[TASK TO CARRY OUT]
Your output should consist solely of the lines from the one with "Question. Put a dot on every instance of the truck tire" through the end of the records, reproduced exactly, both ends included.

══ LISTED ENTRIES

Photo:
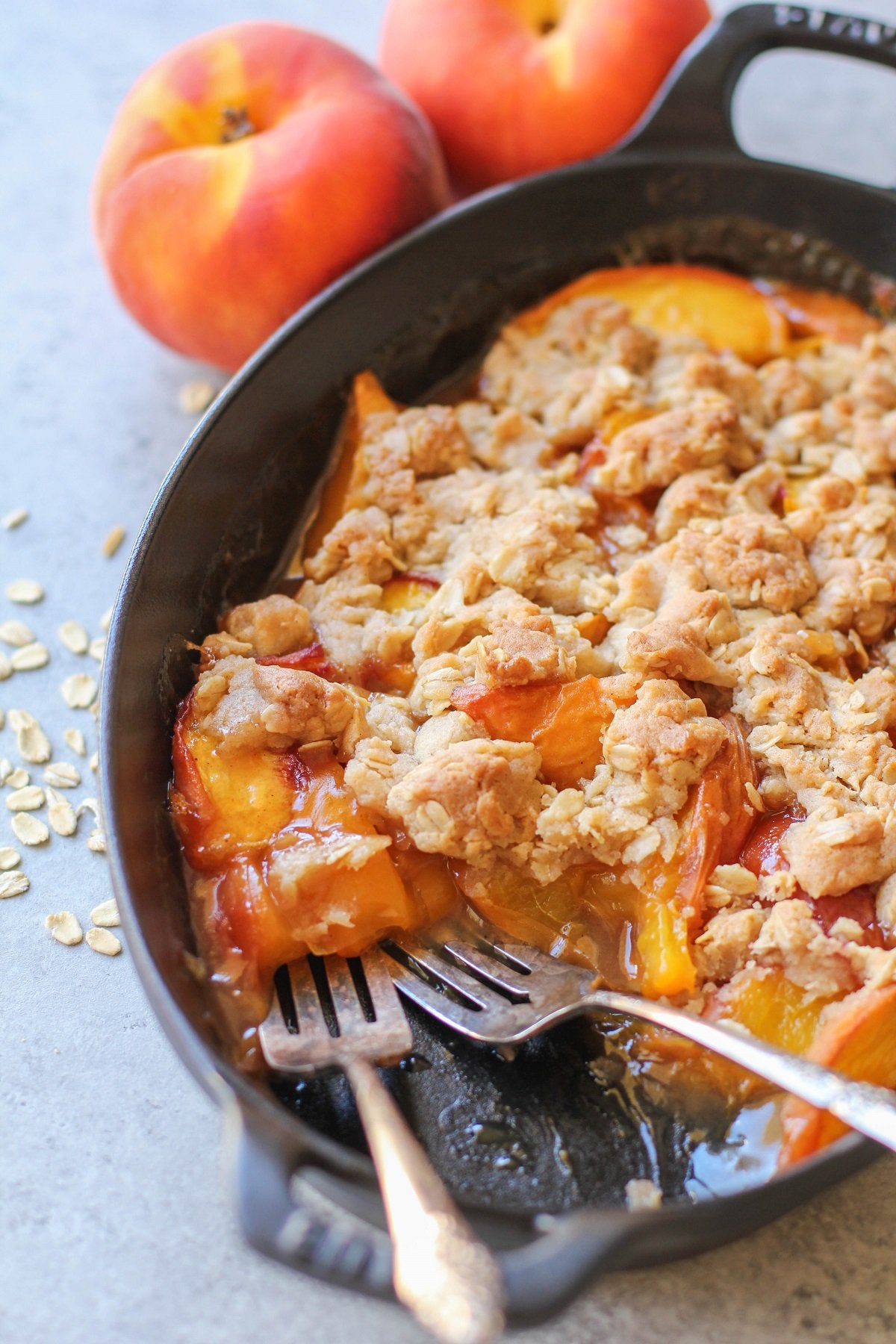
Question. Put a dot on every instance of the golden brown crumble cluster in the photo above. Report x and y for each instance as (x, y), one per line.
(765, 585)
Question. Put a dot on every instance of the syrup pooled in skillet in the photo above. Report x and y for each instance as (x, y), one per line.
(605, 650)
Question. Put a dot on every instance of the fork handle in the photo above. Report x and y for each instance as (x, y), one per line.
(871, 1110)
(441, 1270)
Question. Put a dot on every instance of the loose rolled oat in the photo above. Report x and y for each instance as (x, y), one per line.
(80, 691)
(60, 815)
(30, 830)
(30, 658)
(102, 941)
(16, 633)
(107, 914)
(74, 739)
(195, 396)
(33, 742)
(28, 799)
(13, 885)
(65, 927)
(74, 636)
(25, 591)
(97, 840)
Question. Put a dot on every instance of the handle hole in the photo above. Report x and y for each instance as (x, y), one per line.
(818, 111)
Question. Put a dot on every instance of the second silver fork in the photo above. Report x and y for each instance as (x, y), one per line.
(501, 992)
(335, 1014)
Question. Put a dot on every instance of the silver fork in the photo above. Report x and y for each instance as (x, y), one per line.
(501, 992)
(348, 1016)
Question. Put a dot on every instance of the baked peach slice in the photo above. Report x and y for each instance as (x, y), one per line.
(726, 311)
(367, 401)
(296, 863)
(857, 1039)
(817, 314)
(564, 721)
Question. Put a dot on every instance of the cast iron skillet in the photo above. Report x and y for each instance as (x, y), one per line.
(538, 1151)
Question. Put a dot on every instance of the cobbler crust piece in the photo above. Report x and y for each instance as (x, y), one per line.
(688, 535)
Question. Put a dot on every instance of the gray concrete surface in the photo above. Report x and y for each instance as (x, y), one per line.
(116, 1221)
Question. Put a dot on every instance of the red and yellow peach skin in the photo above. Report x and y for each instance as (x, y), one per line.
(247, 169)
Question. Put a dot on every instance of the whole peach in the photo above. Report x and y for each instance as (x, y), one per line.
(243, 172)
(517, 87)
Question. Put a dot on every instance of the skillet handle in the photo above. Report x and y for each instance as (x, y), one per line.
(282, 1226)
(692, 111)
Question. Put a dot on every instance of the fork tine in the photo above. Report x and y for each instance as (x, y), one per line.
(425, 996)
(457, 979)
(349, 1012)
(394, 1030)
(487, 968)
(309, 1014)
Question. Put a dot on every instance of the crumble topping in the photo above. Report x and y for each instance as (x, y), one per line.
(702, 537)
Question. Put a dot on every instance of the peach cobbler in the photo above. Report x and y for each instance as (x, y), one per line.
(605, 650)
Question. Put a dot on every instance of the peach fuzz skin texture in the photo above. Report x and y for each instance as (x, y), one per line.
(213, 243)
(519, 87)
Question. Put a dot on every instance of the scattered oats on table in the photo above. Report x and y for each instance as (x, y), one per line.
(60, 815)
(13, 885)
(65, 927)
(33, 742)
(74, 739)
(107, 915)
(28, 799)
(80, 691)
(113, 541)
(30, 658)
(16, 633)
(97, 840)
(196, 396)
(30, 830)
(641, 1192)
(62, 774)
(102, 941)
(74, 636)
(25, 591)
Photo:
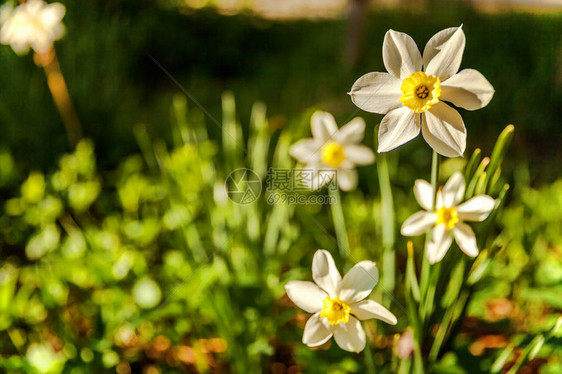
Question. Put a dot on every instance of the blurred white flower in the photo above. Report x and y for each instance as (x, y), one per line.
(412, 94)
(447, 217)
(333, 151)
(33, 24)
(338, 304)
(405, 345)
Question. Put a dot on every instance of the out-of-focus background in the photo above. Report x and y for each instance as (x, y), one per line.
(125, 255)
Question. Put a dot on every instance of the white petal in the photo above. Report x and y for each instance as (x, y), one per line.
(359, 154)
(359, 281)
(439, 199)
(377, 92)
(325, 273)
(467, 89)
(350, 336)
(317, 331)
(306, 151)
(306, 295)
(400, 54)
(315, 177)
(347, 179)
(465, 238)
(352, 132)
(439, 244)
(398, 127)
(443, 53)
(423, 191)
(418, 223)
(444, 131)
(323, 126)
(476, 209)
(453, 192)
(368, 309)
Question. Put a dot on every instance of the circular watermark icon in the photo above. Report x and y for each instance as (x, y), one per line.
(243, 186)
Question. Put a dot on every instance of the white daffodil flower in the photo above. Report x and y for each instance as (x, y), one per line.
(447, 217)
(33, 24)
(413, 92)
(338, 304)
(333, 151)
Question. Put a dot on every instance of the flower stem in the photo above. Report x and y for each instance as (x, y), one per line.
(428, 280)
(387, 222)
(57, 85)
(425, 272)
(339, 221)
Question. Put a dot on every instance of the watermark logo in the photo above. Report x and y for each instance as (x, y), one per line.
(283, 186)
(243, 186)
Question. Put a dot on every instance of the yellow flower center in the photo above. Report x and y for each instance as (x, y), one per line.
(335, 311)
(447, 216)
(333, 154)
(420, 91)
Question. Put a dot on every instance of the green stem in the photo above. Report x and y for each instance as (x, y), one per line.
(428, 279)
(387, 222)
(339, 221)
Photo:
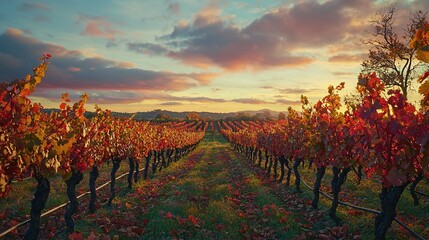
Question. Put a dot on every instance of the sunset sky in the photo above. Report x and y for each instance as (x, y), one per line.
(217, 56)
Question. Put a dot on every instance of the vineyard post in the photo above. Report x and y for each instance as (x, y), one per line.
(131, 162)
(136, 174)
(296, 163)
(147, 162)
(389, 198)
(37, 205)
(93, 175)
(71, 183)
(339, 178)
(276, 161)
(316, 189)
(116, 163)
(413, 188)
(282, 161)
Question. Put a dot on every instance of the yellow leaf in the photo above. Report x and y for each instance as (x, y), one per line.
(424, 88)
(423, 55)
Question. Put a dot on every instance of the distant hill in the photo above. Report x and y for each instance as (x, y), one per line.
(150, 115)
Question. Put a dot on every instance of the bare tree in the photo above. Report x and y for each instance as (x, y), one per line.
(390, 55)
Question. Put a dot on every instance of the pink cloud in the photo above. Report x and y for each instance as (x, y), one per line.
(72, 71)
(98, 27)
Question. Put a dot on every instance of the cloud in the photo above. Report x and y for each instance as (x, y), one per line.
(174, 8)
(98, 27)
(71, 70)
(348, 58)
(95, 96)
(274, 40)
(31, 6)
(291, 90)
(250, 101)
(348, 74)
(288, 102)
(171, 103)
(147, 48)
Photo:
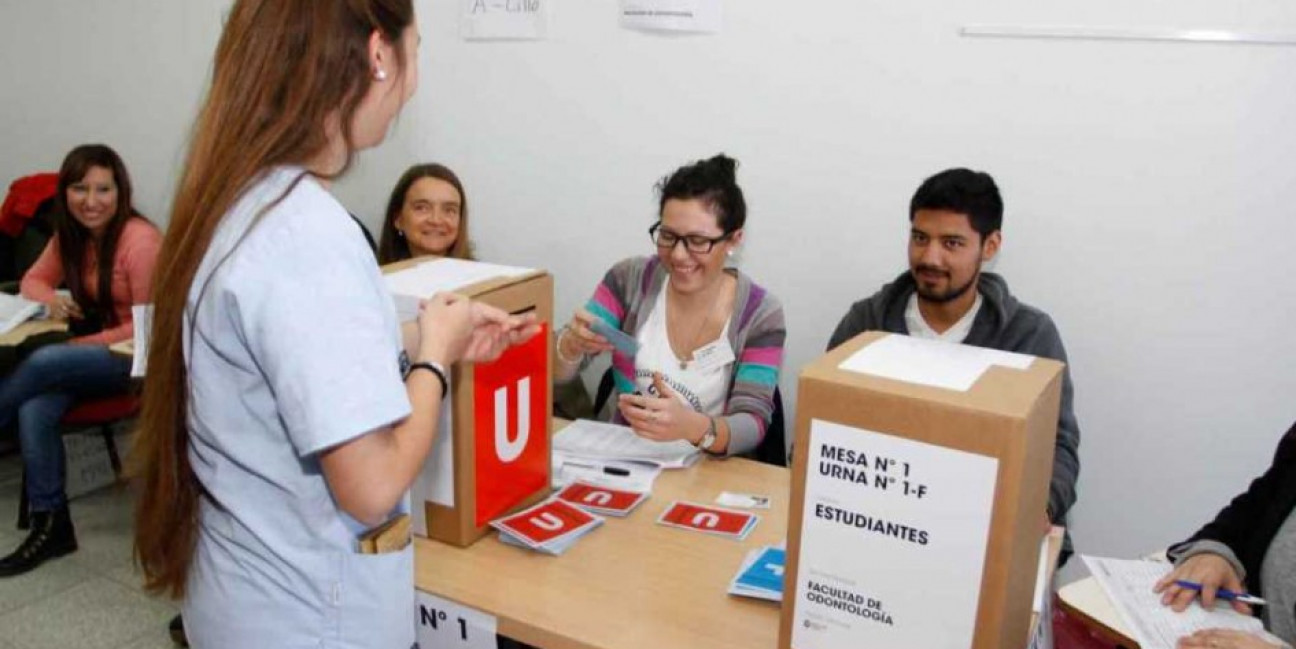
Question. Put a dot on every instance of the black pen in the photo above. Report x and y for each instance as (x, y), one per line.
(609, 470)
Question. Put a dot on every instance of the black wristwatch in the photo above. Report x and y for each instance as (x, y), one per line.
(436, 368)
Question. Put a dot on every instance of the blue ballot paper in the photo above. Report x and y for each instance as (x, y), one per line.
(624, 342)
(761, 577)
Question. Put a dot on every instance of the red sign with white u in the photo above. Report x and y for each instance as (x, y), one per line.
(511, 400)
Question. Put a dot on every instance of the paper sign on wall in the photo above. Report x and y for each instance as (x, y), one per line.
(893, 536)
(504, 20)
(696, 16)
(445, 625)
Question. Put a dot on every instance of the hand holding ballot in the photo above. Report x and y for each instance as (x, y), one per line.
(1208, 569)
(454, 328)
(662, 417)
(578, 338)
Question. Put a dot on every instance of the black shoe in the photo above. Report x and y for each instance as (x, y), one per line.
(176, 628)
(51, 536)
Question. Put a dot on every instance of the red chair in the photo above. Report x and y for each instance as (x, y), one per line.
(97, 413)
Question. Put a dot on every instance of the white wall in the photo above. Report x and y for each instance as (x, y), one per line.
(123, 73)
(1146, 183)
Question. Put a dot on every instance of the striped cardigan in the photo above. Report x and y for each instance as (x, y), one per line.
(756, 332)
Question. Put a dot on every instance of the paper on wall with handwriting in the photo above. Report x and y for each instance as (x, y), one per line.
(504, 20)
(141, 318)
(690, 16)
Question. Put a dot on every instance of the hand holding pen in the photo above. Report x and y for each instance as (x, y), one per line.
(1211, 575)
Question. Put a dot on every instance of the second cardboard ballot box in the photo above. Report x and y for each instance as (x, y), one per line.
(493, 448)
(919, 492)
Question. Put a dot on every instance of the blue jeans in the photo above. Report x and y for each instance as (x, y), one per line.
(39, 391)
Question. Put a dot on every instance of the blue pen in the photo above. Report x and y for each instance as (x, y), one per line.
(1224, 593)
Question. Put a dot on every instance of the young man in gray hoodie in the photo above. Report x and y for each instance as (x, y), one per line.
(954, 228)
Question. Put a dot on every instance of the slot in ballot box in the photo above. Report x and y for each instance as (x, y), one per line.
(493, 448)
(919, 490)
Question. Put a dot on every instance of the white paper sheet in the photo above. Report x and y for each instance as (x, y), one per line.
(16, 310)
(141, 316)
(586, 438)
(1129, 584)
(436, 482)
(504, 20)
(410, 285)
(935, 363)
(447, 625)
(696, 16)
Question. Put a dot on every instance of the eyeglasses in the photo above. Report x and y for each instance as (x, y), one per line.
(696, 244)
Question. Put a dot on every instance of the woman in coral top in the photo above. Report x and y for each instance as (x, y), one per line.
(103, 250)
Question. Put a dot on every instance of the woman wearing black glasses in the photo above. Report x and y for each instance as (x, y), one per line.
(709, 340)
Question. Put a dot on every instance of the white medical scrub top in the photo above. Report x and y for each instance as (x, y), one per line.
(296, 350)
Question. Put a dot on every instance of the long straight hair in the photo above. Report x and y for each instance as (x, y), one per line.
(394, 248)
(283, 70)
(75, 241)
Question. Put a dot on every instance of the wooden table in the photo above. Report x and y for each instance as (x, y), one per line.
(30, 328)
(631, 583)
(1085, 600)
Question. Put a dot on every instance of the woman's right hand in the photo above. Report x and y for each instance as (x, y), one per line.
(445, 328)
(1208, 569)
(579, 338)
(64, 307)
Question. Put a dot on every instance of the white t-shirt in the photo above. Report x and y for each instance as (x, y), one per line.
(700, 385)
(918, 327)
(296, 350)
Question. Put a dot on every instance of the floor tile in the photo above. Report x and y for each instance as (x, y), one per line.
(97, 614)
(51, 578)
(154, 639)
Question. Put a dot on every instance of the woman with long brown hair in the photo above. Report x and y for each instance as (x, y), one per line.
(427, 215)
(276, 426)
(104, 251)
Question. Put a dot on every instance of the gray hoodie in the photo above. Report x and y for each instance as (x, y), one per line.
(1002, 324)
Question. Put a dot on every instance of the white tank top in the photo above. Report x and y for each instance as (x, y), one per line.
(701, 385)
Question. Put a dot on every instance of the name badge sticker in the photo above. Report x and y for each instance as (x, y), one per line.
(713, 355)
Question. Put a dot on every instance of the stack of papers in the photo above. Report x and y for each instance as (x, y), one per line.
(550, 527)
(1129, 586)
(761, 574)
(600, 499)
(595, 439)
(434, 276)
(935, 363)
(16, 310)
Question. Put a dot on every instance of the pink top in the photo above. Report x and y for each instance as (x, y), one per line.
(132, 277)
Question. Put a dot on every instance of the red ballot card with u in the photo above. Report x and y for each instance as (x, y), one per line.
(708, 518)
(604, 499)
(546, 522)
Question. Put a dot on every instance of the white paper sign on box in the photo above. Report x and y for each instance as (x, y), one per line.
(893, 538)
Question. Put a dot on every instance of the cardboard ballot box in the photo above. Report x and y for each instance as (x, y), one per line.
(918, 495)
(493, 448)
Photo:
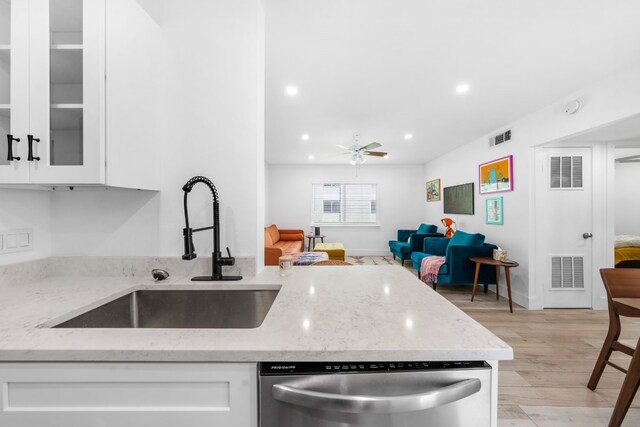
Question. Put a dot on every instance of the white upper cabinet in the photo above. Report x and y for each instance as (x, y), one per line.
(54, 92)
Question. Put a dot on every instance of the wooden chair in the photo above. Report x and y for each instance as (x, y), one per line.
(623, 297)
(331, 262)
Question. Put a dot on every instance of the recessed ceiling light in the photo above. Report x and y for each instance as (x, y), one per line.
(462, 88)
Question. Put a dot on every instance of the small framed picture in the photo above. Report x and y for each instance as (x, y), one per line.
(496, 176)
(433, 190)
(494, 211)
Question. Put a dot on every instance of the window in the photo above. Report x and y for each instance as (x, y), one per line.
(344, 203)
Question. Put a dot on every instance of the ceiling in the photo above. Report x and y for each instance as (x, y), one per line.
(384, 68)
(625, 133)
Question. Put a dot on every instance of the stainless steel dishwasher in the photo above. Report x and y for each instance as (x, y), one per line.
(384, 394)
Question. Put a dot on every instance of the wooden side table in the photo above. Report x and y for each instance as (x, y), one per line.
(490, 261)
(313, 237)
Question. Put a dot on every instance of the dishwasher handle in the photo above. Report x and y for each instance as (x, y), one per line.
(376, 404)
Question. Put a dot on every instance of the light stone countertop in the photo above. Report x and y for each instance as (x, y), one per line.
(358, 313)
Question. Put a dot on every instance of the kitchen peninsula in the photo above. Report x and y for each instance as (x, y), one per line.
(324, 314)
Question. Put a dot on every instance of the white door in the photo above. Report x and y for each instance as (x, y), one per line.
(14, 91)
(67, 81)
(563, 226)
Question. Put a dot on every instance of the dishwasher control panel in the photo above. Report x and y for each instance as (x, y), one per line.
(280, 368)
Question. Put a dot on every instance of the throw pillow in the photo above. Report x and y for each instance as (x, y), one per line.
(460, 238)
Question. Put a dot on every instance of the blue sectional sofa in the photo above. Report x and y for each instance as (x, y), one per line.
(457, 250)
(411, 240)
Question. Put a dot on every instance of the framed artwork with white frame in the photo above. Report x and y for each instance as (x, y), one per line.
(494, 211)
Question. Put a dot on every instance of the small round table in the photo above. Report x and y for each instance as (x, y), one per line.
(490, 261)
(313, 237)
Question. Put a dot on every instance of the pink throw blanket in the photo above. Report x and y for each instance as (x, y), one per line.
(429, 268)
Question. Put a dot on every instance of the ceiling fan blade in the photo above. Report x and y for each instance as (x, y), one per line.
(371, 146)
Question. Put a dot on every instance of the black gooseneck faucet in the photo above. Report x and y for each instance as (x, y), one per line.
(217, 260)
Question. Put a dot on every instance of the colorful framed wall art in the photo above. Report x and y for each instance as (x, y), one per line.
(494, 211)
(496, 176)
(433, 190)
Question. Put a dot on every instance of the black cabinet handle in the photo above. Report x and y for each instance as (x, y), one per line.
(10, 140)
(30, 156)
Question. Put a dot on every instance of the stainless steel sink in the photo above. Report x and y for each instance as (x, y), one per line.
(180, 309)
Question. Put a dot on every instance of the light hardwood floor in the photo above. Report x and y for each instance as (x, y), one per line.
(555, 350)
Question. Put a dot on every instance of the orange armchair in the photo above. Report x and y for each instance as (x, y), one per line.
(279, 242)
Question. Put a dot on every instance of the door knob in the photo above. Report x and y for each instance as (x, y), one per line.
(30, 157)
(10, 156)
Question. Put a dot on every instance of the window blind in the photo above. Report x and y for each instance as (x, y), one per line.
(339, 203)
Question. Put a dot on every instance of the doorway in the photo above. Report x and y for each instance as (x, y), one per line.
(564, 216)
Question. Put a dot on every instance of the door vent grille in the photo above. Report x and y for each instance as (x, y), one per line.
(500, 138)
(565, 172)
(567, 272)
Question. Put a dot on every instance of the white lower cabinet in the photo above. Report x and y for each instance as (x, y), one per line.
(128, 394)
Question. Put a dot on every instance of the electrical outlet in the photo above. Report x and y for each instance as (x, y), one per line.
(18, 240)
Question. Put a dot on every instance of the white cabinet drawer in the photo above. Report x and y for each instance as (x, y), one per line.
(128, 394)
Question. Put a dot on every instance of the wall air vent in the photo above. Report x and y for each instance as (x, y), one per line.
(500, 138)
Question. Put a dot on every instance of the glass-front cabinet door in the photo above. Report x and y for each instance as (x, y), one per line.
(14, 91)
(67, 85)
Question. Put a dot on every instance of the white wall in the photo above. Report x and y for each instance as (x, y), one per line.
(26, 209)
(401, 200)
(604, 102)
(627, 205)
(212, 105)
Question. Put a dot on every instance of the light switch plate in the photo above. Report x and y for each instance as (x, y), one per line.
(17, 240)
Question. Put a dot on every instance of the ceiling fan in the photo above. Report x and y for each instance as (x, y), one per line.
(358, 152)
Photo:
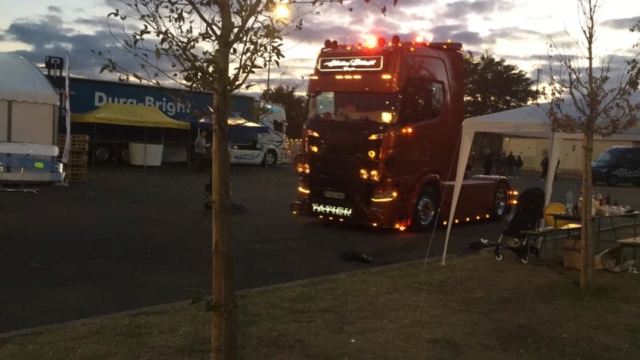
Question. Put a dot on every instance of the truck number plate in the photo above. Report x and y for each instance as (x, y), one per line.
(334, 194)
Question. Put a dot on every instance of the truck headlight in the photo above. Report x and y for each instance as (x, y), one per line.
(301, 165)
(373, 175)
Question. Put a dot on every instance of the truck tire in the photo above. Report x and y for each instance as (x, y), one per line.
(270, 158)
(102, 153)
(500, 201)
(425, 210)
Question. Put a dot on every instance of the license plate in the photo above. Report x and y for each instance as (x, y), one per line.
(334, 195)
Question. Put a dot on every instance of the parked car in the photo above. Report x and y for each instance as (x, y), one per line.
(618, 164)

════

[EXERCISE RESULT]
Question. Put a dot on every instance of the truck tire in the photo above. Report x and y for each instance as (x, y), one per line.
(270, 158)
(102, 153)
(500, 201)
(425, 210)
Question. Put a dot on every instance of the license plate in the photo above. Report x and y for each instance as (x, y), one per line.
(334, 195)
Question. Put a dot on every instance of the parked car in the photo above. Report x and y for each instance as (x, y), one per line.
(618, 164)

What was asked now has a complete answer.